**ASSIGNED TASK**.
Every line of the following records that includes "white" should be copied.

**MATERIAL PROVIDED**.
[Start of Attachment]

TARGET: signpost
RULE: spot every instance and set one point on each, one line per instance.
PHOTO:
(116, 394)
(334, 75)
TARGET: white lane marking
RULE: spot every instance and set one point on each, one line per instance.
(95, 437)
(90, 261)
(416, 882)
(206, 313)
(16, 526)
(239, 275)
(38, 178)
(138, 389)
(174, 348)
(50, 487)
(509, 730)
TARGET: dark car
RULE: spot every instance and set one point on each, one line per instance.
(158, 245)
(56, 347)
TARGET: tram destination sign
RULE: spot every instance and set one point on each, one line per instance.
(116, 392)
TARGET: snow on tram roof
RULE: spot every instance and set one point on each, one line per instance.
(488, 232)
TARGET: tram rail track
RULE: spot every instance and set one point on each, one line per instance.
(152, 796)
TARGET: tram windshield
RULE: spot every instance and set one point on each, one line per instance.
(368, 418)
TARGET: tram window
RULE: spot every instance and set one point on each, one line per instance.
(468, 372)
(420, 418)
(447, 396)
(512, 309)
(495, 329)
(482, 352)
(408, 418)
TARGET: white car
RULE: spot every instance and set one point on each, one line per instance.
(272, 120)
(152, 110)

[End of Attachment]
[Start of Attachment]

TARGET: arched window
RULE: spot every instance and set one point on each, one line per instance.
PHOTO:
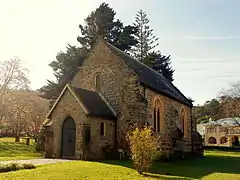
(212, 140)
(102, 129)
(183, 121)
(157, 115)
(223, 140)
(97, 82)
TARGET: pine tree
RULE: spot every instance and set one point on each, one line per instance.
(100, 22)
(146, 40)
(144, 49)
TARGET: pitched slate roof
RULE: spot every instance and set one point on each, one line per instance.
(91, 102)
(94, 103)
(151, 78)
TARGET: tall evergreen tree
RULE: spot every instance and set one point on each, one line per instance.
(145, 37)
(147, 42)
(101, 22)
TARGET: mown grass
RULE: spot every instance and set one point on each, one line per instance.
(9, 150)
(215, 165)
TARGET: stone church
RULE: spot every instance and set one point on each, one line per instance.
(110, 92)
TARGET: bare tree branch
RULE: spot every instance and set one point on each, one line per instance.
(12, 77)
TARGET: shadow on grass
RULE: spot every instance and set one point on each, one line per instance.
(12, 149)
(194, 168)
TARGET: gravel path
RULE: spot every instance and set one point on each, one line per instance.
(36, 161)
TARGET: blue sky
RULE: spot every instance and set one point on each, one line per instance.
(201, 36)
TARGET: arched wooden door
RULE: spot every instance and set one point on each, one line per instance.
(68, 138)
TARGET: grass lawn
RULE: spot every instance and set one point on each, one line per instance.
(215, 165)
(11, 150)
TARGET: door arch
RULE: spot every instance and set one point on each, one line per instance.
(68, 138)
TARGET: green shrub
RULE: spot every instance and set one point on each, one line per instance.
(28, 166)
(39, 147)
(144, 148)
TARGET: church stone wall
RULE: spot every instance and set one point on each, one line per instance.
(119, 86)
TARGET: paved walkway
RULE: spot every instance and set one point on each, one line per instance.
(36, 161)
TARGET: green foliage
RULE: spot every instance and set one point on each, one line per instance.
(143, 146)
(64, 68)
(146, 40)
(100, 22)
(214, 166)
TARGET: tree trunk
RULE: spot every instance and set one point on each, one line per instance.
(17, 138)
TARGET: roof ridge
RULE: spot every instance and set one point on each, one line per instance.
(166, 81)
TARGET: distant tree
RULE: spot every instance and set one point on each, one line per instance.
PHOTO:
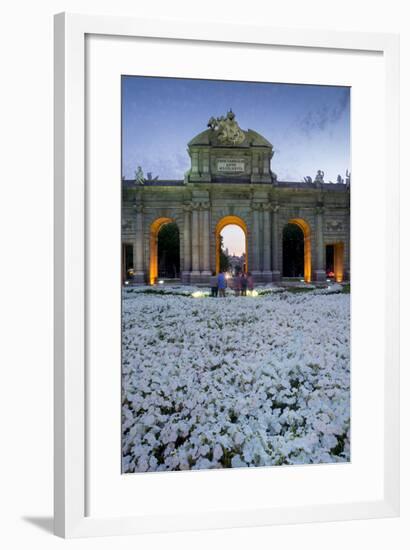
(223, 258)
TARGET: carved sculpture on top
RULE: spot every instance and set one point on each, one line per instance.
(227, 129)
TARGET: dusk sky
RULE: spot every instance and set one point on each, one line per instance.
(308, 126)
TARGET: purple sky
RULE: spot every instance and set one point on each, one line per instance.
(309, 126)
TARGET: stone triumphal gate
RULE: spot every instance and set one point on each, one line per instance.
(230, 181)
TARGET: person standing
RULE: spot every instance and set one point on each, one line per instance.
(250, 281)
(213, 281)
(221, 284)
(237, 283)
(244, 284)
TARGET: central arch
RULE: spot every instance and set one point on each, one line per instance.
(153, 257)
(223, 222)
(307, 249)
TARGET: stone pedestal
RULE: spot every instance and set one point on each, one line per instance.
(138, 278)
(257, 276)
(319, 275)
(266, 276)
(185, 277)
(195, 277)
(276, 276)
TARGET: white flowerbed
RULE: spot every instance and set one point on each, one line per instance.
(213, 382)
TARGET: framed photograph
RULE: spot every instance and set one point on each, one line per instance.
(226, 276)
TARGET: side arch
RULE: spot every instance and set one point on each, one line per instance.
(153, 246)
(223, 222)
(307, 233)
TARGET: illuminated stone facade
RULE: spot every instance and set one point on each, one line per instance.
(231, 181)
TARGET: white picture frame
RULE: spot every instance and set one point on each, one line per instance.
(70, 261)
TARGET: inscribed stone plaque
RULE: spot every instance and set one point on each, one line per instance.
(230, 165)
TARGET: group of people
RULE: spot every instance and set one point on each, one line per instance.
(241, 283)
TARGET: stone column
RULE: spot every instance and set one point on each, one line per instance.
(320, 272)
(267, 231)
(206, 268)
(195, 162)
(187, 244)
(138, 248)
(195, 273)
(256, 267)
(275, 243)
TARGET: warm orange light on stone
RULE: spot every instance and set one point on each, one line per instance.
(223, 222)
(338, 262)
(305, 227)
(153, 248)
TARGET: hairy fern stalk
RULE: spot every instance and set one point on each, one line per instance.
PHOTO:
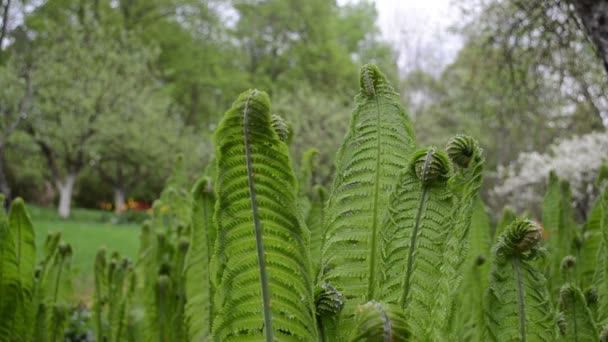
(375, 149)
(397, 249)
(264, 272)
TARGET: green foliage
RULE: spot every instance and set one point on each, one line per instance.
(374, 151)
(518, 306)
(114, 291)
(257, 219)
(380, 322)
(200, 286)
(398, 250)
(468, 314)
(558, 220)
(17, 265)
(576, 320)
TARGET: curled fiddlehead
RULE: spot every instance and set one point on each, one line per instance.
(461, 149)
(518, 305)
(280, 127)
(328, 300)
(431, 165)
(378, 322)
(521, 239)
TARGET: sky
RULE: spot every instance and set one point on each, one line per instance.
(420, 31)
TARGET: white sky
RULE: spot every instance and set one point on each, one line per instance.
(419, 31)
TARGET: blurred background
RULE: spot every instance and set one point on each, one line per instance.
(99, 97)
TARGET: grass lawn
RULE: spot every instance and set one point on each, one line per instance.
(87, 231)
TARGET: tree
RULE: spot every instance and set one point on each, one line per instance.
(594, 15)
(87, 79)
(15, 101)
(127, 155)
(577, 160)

[End of Attachment]

**EXERCISE RESPONSE**.
TARGET: white lane marking
TARGET: white car
TARGET: white flowerbed
TARGET: white picture frame
TARGET: white sky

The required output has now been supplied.